** Your instructions **
Restate the records below word for word.

** Extracted information **
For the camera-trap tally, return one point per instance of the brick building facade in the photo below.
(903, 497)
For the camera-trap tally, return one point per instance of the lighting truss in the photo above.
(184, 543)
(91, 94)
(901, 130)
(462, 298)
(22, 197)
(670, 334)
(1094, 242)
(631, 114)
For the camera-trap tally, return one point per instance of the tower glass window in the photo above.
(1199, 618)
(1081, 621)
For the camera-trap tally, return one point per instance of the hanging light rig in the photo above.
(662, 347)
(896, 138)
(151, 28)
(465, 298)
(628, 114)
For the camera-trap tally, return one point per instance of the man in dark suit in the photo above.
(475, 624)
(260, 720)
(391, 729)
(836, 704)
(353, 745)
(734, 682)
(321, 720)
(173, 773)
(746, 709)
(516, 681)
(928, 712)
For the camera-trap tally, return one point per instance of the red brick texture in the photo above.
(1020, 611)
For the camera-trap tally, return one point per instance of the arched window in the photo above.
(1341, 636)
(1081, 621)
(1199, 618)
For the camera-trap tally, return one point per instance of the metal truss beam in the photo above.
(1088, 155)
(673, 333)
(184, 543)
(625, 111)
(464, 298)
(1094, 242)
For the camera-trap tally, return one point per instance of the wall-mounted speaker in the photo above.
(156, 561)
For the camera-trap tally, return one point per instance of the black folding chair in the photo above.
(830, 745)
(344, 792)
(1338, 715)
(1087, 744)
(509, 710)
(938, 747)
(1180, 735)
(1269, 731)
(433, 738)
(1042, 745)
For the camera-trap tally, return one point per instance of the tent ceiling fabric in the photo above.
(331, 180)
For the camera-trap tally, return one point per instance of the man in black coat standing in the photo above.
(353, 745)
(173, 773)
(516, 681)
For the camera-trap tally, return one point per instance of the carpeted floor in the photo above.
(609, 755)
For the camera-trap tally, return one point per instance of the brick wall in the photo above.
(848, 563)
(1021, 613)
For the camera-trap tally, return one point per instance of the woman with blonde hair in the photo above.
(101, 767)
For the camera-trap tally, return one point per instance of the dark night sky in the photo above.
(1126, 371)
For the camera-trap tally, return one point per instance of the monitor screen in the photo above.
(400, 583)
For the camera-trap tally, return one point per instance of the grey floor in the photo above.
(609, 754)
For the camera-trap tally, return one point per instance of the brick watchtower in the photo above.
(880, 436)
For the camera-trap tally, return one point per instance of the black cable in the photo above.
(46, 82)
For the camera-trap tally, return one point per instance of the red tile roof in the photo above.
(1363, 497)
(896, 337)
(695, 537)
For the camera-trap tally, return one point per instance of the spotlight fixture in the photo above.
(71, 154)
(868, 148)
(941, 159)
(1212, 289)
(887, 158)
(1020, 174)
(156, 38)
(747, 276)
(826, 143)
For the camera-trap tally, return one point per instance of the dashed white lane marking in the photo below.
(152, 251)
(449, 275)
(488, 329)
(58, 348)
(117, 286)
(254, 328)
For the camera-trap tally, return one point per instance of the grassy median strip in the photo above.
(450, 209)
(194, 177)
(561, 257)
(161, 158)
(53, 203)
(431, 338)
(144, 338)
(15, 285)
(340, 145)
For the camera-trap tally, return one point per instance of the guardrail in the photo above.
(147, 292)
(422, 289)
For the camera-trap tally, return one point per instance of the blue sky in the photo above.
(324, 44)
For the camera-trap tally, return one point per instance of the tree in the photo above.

** Solution to the problem **
For the camera-trap tally, return one point per instance of the brick building facade in the photo below.
(903, 497)
For the camera-trap tally, return one point per instance of the lighting truss in the photo above.
(184, 543)
(91, 94)
(901, 130)
(462, 298)
(22, 197)
(670, 334)
(1094, 242)
(631, 114)
For the camera-trap tally, return one point per instance of the tower glass window in the photo above.
(1199, 618)
(1081, 621)
For the camera-trap tally, return one point per instance of the hanging light rig in the photo above.
(662, 347)
(896, 138)
(151, 28)
(465, 298)
(628, 114)
For the camera-trap tally, return one point per instance of the man in dark suit in the photo above.
(475, 624)
(260, 720)
(391, 729)
(836, 704)
(353, 745)
(734, 682)
(321, 720)
(173, 773)
(746, 709)
(516, 681)
(928, 712)
For the camera-trap tally, return one point per instance of the red brick texture in the photo above.
(1020, 611)
For the camera-trap tally, return one point per instance of the arched window in the photo above.
(1341, 636)
(1081, 621)
(1199, 618)
For the camera-trap tally, return one point per instance of the metal truss beam in the photo above.
(1088, 155)
(673, 333)
(184, 543)
(625, 111)
(464, 298)
(1094, 242)
For the camera-trap tally, return one point per instance of the wall-mounted speaker in the photo above.
(156, 561)
For the camera-trap tally, return one point per instance of the black folding chair in the photo above.
(830, 745)
(344, 792)
(1338, 715)
(1087, 744)
(509, 710)
(938, 747)
(1180, 735)
(1269, 731)
(433, 738)
(1042, 745)
For the camera-trap tally, return one point per instance of the tent ceiling fabric in the photo above.
(331, 180)
For the camera-trap tally, return one point per instance of the man in black coat standing in the photo above.
(353, 745)
(173, 773)
(516, 681)
For the camera-trap tally, return one point per instance of the carpeted floor in the photo above.
(609, 755)
For the camera-trap tally, return one point per instance of the brick wall in the photo above.
(848, 563)
(1021, 613)
For the camera-trap tally, return one point per instance of the woman with blonde hair in the photo above.
(101, 767)
For the camera-trap tally, return one point per instance of the dark night sky in the photo above.
(1126, 371)
For the camera-trap tally, return one point per instance of the monitor screen in the photo above.
(400, 583)
For the camera-trap tally, return one point per instance of the grey floor in the photo above.
(609, 754)
For the camera-trap tally, return one point per instance of the brick watchtower in the photo above.
(880, 436)
For the camera-trap tally, return one point per instance of the black cable in the photo above.
(46, 82)
For the camera-trap tally, return one point per instance of the red tile roof in the photo above.
(1363, 497)
(896, 337)
(695, 537)
For the camera-trap tally, return one point per instance of the spotlight fixture in the photo above.
(71, 154)
(868, 148)
(941, 159)
(1212, 289)
(887, 158)
(1020, 174)
(156, 38)
(747, 276)
(826, 143)
For the camera-trap tally, return one point per instance of the dashed white lane marking in the photo below.
(152, 251)
(449, 275)
(488, 329)
(58, 348)
(117, 286)
(254, 328)
For the camera-trap tally, return one point per instance of the grassy median strip in the photo above.
(450, 209)
(194, 177)
(561, 257)
(161, 158)
(53, 203)
(431, 338)
(144, 338)
(15, 285)
(340, 145)
For the camera-trap tally, return one point per instance of the guardrail in the photo above.
(147, 292)
(422, 289)
For the camera-trap tally, return one point per instance of the blue sky in the photo above.
(324, 44)
For the camera-trap tally, return one point per instance of the tree in the photo above.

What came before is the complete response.